What to produce >>
Extract each line below that contains the word "steel".

Task material >>

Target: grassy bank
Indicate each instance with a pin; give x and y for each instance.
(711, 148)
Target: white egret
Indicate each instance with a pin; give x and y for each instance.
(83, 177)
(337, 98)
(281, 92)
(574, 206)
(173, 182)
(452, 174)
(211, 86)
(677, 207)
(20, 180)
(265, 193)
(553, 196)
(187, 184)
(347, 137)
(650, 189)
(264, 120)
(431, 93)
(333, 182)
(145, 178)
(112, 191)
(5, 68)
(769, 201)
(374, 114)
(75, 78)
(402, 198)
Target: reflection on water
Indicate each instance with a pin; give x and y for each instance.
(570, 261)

...

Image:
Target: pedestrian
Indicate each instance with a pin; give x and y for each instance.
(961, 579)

==

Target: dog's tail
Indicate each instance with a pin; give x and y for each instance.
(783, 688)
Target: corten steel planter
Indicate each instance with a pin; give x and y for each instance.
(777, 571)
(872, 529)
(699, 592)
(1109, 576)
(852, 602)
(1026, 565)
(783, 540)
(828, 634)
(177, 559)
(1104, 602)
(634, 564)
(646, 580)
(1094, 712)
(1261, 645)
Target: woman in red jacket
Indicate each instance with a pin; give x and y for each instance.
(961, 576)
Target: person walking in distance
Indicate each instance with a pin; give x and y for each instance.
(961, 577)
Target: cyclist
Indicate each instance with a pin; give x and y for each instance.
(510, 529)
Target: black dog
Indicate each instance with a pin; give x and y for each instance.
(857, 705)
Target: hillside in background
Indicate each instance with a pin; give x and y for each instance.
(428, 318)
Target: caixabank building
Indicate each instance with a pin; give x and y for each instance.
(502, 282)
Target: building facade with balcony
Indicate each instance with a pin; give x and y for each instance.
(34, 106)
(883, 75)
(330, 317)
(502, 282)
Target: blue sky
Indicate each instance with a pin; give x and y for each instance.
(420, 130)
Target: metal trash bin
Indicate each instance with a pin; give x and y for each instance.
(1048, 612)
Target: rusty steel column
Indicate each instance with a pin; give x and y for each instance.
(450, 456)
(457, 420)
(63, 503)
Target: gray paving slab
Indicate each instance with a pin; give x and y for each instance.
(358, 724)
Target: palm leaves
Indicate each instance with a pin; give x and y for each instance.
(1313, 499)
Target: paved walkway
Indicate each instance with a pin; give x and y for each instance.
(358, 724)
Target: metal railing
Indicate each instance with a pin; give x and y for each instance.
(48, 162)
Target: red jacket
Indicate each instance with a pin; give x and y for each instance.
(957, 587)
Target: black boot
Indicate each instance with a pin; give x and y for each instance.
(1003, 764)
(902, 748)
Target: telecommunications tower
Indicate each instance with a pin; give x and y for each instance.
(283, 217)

The response >>
Target: corten steel planter
Target: rusty steel column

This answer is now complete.